Another municipality that has seen its streets stained with blood due to the struggle they maintain is Xochimilco, where the Tláhuac Cartel, Los Rodolfos, Los Maceros, and those commanded by Güero Fresa have a presence.

As part of the investigations, authorities have identified that some groups emerged as splits of La Unión Tepito. The criminal organization was founded in 2009 by its late leader Francisco Javier Hernández "Pancho Cayagua," and that initially was a group of merchants from the Barrio Bravo de Tepito.

Among those who had their origins with Tepito is Juan Baltazar "El Balta" and Lenin Canchola. The latter has become a priority objective for local and federal authorities due to the expansion that has been achieved in their illegal activities, which has extended to Oaxaca, the State of Mexico, and Guerrero.

The growth of these criminal groups is due to the weakening suffered by La Unión Tepito, which for years controlled the distribution of drugs, extortion of merchants and kidnappings, activities with which it achieved a vast fortune, popularity and recruited thousands of persons.

With the "blows" from authorities to La U, their rivals have taken this opportunity to seize the territories and illegal activities controlled by the Barrio Bravo.

→ SUPPLIED DATA

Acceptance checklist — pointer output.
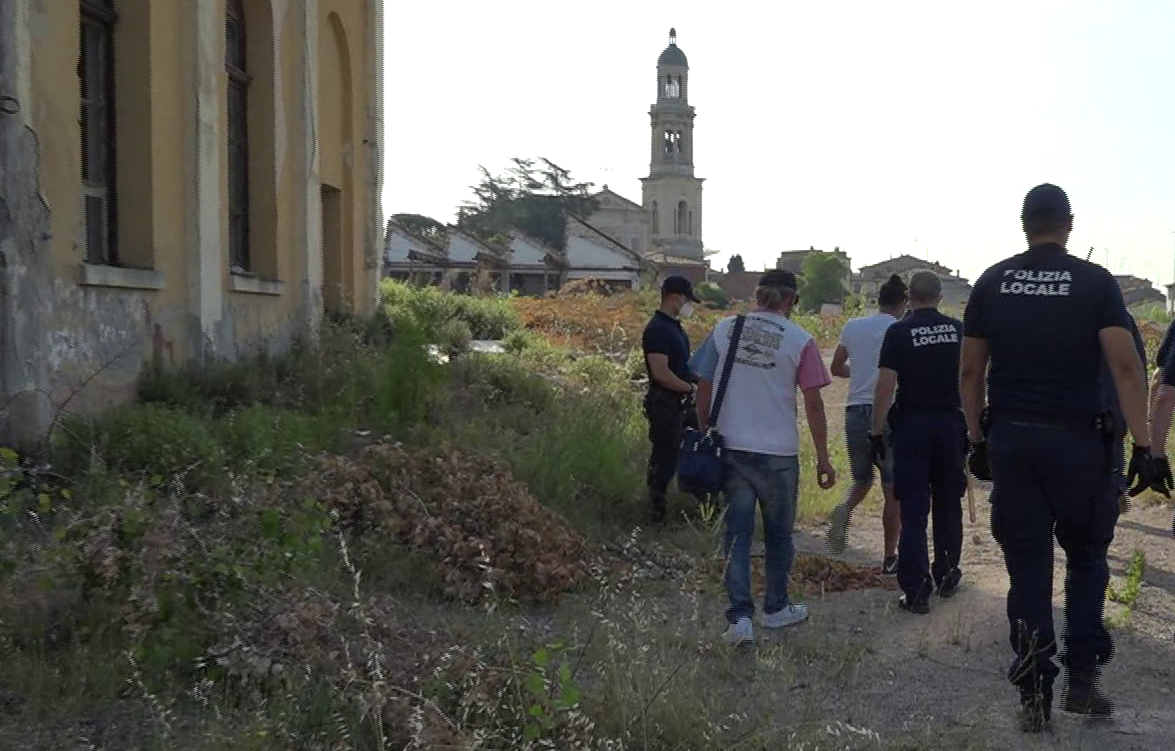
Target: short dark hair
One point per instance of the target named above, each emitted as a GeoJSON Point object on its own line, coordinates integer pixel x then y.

→ ASSIGNED TASK A
According to the excerpt on La Unión Tepito, in what year was that criminal organization founded?
→ ASSIGNED TASK B
Name every criminal group that the excerpt on La Unión Tepito says has a presence in Xochimilco.
→ ASSIGNED TASK C
Reproduce the part of the excerpt on La Unión Tepito from "Among those who" to "thousands of persons.".

→ ANSWER SECTION A
2009

→ ANSWER SECTION B
- The Tláhuac Cartel
- Los Rodolfos
- Los Maceros
- Those commanded by Güero Fresa

→ ANSWER SECTION C
Among those who had their origins with Tepito is Juan Baltazar "El Balta" and Lenin Canchola. The latter has become a priority objective for local and federal authorities due to the expansion that has been achieved in their illegal activities, which has extended to Oaxaca, the State of Mexico, and Guerrero.

The growth of these criminal groups is due to the weakening suffered by La Unión Tepito, which for years controlled the distribution of drugs, extortion of merchants and kidnappings, activities with which it achieved a vast fortune, popularity and recruited thousands of persons.